++++ DATA FOR THIS TASK ++++
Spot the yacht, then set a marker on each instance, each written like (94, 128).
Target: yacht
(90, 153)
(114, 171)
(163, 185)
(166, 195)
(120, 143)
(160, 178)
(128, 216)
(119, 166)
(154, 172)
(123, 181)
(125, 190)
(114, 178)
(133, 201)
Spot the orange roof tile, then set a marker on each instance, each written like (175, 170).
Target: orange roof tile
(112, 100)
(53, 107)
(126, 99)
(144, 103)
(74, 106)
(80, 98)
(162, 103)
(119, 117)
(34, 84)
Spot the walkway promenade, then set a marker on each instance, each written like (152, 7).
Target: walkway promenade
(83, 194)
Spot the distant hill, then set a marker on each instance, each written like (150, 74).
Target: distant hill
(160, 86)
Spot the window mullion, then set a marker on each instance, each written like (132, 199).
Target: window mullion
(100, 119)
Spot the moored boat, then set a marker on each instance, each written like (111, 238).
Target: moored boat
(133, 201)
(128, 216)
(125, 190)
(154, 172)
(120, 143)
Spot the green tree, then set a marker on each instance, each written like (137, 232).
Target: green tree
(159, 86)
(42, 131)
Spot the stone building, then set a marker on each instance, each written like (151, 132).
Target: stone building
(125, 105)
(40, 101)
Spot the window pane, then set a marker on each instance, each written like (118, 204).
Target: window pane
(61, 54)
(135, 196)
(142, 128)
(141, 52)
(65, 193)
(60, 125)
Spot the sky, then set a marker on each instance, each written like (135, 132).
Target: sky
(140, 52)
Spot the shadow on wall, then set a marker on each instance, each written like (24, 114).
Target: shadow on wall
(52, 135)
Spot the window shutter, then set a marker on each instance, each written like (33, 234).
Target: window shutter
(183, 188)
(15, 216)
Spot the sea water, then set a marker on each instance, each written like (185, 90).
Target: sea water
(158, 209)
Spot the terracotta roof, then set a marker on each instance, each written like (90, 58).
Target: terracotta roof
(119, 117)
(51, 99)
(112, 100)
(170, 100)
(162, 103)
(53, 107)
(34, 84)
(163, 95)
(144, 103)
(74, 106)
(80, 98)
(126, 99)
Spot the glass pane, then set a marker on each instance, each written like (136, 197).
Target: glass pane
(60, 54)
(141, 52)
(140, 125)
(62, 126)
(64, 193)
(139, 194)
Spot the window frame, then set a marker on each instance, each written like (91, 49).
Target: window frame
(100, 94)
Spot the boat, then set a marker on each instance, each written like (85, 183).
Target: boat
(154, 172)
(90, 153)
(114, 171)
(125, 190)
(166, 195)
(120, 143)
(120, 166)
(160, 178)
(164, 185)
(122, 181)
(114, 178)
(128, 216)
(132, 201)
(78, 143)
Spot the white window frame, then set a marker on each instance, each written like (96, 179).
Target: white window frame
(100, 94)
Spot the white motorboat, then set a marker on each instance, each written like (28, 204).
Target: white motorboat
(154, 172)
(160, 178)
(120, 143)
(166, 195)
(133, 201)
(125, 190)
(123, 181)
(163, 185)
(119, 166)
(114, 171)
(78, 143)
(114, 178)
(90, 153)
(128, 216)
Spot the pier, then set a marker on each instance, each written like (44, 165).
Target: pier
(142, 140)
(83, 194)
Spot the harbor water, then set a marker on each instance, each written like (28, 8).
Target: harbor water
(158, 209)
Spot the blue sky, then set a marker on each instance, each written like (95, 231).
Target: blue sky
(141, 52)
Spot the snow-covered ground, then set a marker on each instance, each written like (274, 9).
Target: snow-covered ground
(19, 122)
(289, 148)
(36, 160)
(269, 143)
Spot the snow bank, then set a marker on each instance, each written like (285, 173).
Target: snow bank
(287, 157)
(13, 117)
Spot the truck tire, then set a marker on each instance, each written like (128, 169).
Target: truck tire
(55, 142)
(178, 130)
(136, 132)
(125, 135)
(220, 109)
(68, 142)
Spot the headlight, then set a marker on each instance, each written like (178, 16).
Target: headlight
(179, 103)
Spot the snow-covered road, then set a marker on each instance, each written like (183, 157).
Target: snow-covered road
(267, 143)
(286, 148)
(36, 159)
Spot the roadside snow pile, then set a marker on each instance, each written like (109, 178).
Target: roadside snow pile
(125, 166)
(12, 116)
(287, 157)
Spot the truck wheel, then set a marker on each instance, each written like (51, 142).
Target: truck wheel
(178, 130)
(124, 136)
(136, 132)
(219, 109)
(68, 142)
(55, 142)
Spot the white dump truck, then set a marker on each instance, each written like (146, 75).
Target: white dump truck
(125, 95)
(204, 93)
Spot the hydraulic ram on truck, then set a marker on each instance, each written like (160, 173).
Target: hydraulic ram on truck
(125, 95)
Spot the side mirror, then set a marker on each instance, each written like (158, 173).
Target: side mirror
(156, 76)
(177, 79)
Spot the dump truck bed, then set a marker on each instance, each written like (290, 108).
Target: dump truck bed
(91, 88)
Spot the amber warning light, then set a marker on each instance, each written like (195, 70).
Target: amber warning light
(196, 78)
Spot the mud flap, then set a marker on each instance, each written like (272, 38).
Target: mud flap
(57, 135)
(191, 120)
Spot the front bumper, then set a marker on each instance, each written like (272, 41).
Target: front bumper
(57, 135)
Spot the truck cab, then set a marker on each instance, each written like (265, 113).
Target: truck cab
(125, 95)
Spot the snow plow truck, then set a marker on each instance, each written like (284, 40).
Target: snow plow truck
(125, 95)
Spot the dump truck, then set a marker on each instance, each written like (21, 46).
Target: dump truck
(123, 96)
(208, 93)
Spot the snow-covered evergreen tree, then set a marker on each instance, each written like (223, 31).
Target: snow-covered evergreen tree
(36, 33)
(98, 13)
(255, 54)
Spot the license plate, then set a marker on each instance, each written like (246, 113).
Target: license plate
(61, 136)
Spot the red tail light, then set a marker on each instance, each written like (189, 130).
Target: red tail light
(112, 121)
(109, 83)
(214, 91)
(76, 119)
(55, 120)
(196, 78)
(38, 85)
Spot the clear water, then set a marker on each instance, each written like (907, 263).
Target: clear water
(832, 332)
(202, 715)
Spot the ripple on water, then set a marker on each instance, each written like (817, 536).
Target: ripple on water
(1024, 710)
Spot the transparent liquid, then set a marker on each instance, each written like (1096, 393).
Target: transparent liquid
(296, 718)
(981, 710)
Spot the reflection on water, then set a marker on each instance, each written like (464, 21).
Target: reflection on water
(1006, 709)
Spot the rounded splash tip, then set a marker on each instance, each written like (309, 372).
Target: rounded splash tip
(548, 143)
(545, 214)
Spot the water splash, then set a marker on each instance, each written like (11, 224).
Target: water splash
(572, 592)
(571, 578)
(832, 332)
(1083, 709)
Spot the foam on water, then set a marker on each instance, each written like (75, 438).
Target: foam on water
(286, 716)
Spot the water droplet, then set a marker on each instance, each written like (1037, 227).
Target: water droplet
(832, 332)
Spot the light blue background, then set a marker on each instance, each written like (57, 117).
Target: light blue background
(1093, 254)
++++
→ AIM OF THE EXERCISE
Copy out the records in full, matching every line character for character.

→ TASK SOLUTION
Spot the yacht, then set a marker on each instance, each written like (94, 128).
Target: yacht
(90, 153)
(114, 171)
(163, 185)
(166, 195)
(120, 143)
(160, 178)
(128, 216)
(119, 166)
(154, 172)
(123, 181)
(125, 190)
(114, 178)
(133, 201)
Spot the orange roof tile, then set a marker on each instance, each written like (175, 170).
Target: orange roof tile
(112, 100)
(53, 107)
(126, 99)
(144, 103)
(74, 106)
(80, 98)
(162, 103)
(119, 117)
(34, 84)
Spot the walkway promenade, then set a marker on each instance, each written like (152, 7).
Target: walkway promenade
(83, 194)
Spot the distant hill, then set a marker on each instance, each written like (150, 74).
Target: distant hill
(160, 86)
Spot the window mullion, then set a marker on each instance, each written like (132, 199).
Target: window mullion
(100, 119)
Spot the moored boat, then set a marker on each instance, each written like (111, 238).
Target: moored boat
(133, 201)
(128, 216)
(125, 190)
(154, 172)
(120, 143)
Spot the green tree, then set a marker on each instance, each written like (137, 232).
Target: green tree
(159, 86)
(42, 131)
Spot the stone building, then set a marker on each instance, each written like (151, 132).
Target: stone building
(125, 105)
(40, 101)
Spot the window pane, then set a marker on each instance, each written like (118, 204).
Target: window pane
(61, 54)
(135, 196)
(142, 128)
(141, 52)
(65, 193)
(60, 125)
Spot the sky, then set a marker on each instance, each written like (135, 132).
Target: sky
(140, 52)
Spot the shadow on wall, then set a marker on each instance, each written like (24, 114).
Target: shadow on wall
(52, 135)
Spot the window shutter, then set a marker on each instance, each written like (33, 234).
Target: window shutter
(183, 188)
(15, 216)
Spot the sea water, then set a marker on each instance, each written like (185, 90).
Target: sea water
(158, 209)
Spot the terracotta roof, then set a marker on each instance, each written like (90, 58).
Target: terracotta roof
(119, 117)
(51, 99)
(112, 100)
(170, 100)
(162, 103)
(53, 107)
(34, 84)
(163, 95)
(144, 103)
(74, 106)
(80, 98)
(126, 99)
Spot the glass pane, then set a marker on each instance, each written like (136, 197).
Target: glass pane
(60, 54)
(141, 52)
(140, 125)
(62, 126)
(64, 193)
(139, 194)
Spot the window frame, then set a marker on each instance, each written like (91, 49).
Target: window frame
(100, 94)
Spot the boat, then set a marker on each instance, each written like (85, 183).
Target: boat
(154, 172)
(90, 153)
(114, 171)
(125, 190)
(166, 195)
(120, 143)
(120, 166)
(160, 178)
(164, 185)
(122, 181)
(114, 178)
(128, 216)
(132, 201)
(78, 143)
Spot the white window frame, then set a marker on each instance, each written like (96, 179).
Target: white window frame
(100, 94)
Spot the white motorboat, then set a marker on each instance, each written like (28, 204).
Target: white motorboat
(154, 172)
(160, 178)
(120, 143)
(166, 195)
(133, 201)
(125, 190)
(123, 181)
(163, 185)
(119, 166)
(114, 171)
(78, 143)
(114, 178)
(90, 153)
(128, 216)
Spot the pier, then set a marker on each instance, each written like (44, 165).
Target: pier
(142, 140)
(83, 194)
Spot the harbor water, then set a marker on each instance, each written like (28, 8).
Target: harbor water
(158, 209)
Spot the blue sky, then set a marker on each instance, each written like (95, 231).
Target: blue sky
(141, 52)
Spot the snow-covered ground, then set a marker on each instance, each written like (274, 9).
Target: snow-covered ground
(19, 122)
(289, 148)
(36, 160)
(269, 143)
Spot the snow bank, then set a marker on each instance, each written like (285, 173).
Target: snow bank
(287, 157)
(13, 117)
Spot the truck tire, then set a marker on each instance, each written like (128, 169).
Target: truck tire
(55, 142)
(178, 130)
(136, 132)
(125, 135)
(220, 109)
(68, 142)
Spot the headlight, then set a marker on each instance, each written like (178, 16).
Target: headlight
(179, 103)
Spot the snow-covered road, then set a marker on each instance, each written like (183, 157).
Target: snow-covered road
(267, 143)
(286, 148)
(36, 159)
Spot the roadside snow pile, then set a marker on each instance, each written like (109, 178).
Target: roadside snow pile
(125, 166)
(12, 116)
(287, 157)
Spot the truck wheel, then set a marker on each instance, each written like (51, 142).
Target: truck wheel
(178, 130)
(124, 136)
(136, 132)
(219, 109)
(68, 142)
(55, 142)
Spot the white dump truck, then set a marker on each instance, each written like (146, 75).
Target: white dump truck
(125, 95)
(204, 93)
Spot the hydraulic ram on truck, then set a marker on each instance, each written like (160, 173).
Target: hydraulic ram on truck
(125, 95)
Spot the side mirror, then set a marker on each instance, each written like (158, 173).
Target: side mirror
(156, 76)
(177, 79)
Spot the dump truck bed, then set a marker on each instance, each written like (290, 108).
Target: dump truck bed
(91, 88)
Spot the amber warning light, then set a marker on each instance, each written like (195, 70).
Target: amber warning light
(196, 78)
Spot the mud flap, then set a marker on each instance, each written like (272, 38).
Target: mud flap
(57, 135)
(191, 120)
Spot the front bumper, then set a marker on each instance, each written like (272, 41).
Target: front bumper
(57, 135)
Spot the truck cab, then set a marker on each instance, each written like (265, 113).
Target: truck cab
(125, 95)
Spot the snow plow truck, then set a marker on each instance, each written like (284, 40).
Target: snow plow truck
(125, 95)
Spot the dump truck, then set a marker on each instance, each written like (21, 46).
Target: dump truck
(123, 96)
(208, 93)
Spot the snow-covered evergreen tree, then set a marker on each instance, each written like (223, 31).
Target: snow-covered evergreen tree
(36, 33)
(98, 13)
(255, 54)
Spot the license plate, then set a marker on each instance, each written like (246, 113).
Target: license plate
(61, 136)
Spot the red tail light, then set a marker on each instance, each written like (189, 130).
Target: red tail light
(112, 121)
(109, 83)
(214, 91)
(76, 119)
(55, 120)
(196, 78)
(38, 85)
Spot the clear water, then set a marker on each instance, each written like (907, 263).
Target: clear water
(832, 332)
(202, 715)
Spot the ripple on water, then set a marker on each instance, each written like (817, 536).
Target: ripple on water
(1024, 710)
Spot the transparent liquid, then set a marker on each instance, each written like (1096, 393).
Target: transparent liquid
(296, 718)
(981, 710)
Spot the reflection on water, then set a marker on each instance, each written like (464, 21).
Target: reflection on water
(1006, 709)
Spot the rounded splash tip, then set a marker on each instance, each written like (309, 372).
Target: rounded splash tip
(548, 143)
(545, 214)
Spot the water splash, then set a marker on each instance, each written like (11, 224).
Target: water splash
(572, 592)
(571, 578)
(832, 332)
(1083, 709)
Spot the foam on water, then set a marker on each instance, each written like (75, 438).
Target: foam on water
(286, 716)
Spot the water droplet, then set a marker on each instance, each written like (1037, 227).
Target: water droplet
(832, 332)
Spot the light blue background, then set a marker on each instance, each written like (57, 117).
Target: light blue background
(1093, 254)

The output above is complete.